(Labeled-object pointing records)
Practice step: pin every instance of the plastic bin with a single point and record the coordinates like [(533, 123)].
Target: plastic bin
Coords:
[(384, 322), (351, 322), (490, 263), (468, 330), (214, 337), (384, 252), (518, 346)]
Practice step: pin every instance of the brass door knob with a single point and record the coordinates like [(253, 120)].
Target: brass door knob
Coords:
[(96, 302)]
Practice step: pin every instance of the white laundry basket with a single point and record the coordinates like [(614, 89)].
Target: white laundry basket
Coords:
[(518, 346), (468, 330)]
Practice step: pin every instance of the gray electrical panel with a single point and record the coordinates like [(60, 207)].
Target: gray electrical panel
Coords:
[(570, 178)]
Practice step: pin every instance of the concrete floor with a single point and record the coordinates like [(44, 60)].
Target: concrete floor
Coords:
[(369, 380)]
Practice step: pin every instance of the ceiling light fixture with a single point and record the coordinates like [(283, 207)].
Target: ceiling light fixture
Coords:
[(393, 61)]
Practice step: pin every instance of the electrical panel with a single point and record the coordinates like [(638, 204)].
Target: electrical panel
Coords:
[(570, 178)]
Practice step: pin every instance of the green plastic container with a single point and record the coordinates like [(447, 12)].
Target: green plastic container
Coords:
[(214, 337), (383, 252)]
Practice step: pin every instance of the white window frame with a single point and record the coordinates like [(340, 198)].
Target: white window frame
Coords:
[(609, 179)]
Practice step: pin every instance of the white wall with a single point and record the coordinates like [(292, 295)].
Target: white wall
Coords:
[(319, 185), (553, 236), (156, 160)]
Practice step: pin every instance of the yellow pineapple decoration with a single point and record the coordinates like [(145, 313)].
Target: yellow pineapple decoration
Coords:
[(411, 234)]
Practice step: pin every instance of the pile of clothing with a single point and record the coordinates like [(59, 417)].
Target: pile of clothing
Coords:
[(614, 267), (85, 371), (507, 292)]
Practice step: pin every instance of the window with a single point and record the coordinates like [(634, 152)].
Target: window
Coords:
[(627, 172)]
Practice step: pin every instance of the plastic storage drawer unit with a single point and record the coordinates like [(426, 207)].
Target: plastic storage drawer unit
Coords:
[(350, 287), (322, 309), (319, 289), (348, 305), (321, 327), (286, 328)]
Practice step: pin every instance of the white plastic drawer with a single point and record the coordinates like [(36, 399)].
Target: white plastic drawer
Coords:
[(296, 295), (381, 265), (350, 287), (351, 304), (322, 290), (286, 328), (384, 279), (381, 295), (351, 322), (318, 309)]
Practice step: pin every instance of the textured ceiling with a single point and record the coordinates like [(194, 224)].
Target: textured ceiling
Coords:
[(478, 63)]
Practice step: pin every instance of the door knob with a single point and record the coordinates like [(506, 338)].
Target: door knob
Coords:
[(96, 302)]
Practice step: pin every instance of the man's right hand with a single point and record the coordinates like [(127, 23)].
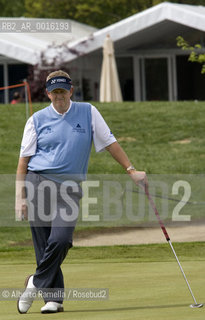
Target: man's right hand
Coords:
[(21, 209)]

- _GIVEN PROBLEM_: Rewrite the records from the beginning through the line that contains "[(369, 380)]", both ends included, keeping every request line unchanged. Multiply each coordinate in the answers by 1.85 and round to the nearest whole number, with halves rounded up, leaving the coordinate samples inside the requests as they are.

- _ANSWER TO THE PROBLEM_:
Practice step: pin every instance of the plastic bin with a single point and record the coordinates like [(533, 123)].
Target: plastic bin
Coords:
[(710, 596), (649, 596), (907, 487), (866, 611), (396, 623), (710, 466), (958, 640)]
Practice step: pin every instance of the brass door knob with a single point and record the coordinates like [(253, 120)].
Target: brass door knob
Coords:
[(178, 559)]
Practice step: pin every instance of the white laundry basket with a single point and record the coordinates like [(614, 89)].
Target: white laundry basket
Coords:
[(958, 640), (866, 611)]
Practice step: pin every instance of the gray electrical panel with a single point and record the coordinates like [(60, 207)].
Target: gray electrical panel
Coords:
[(1055, 329)]
Practice step: pin every instance of the concrete floor with a single point and record the coordinates like [(44, 60)].
Target: concrete floor
Coords:
[(683, 703)]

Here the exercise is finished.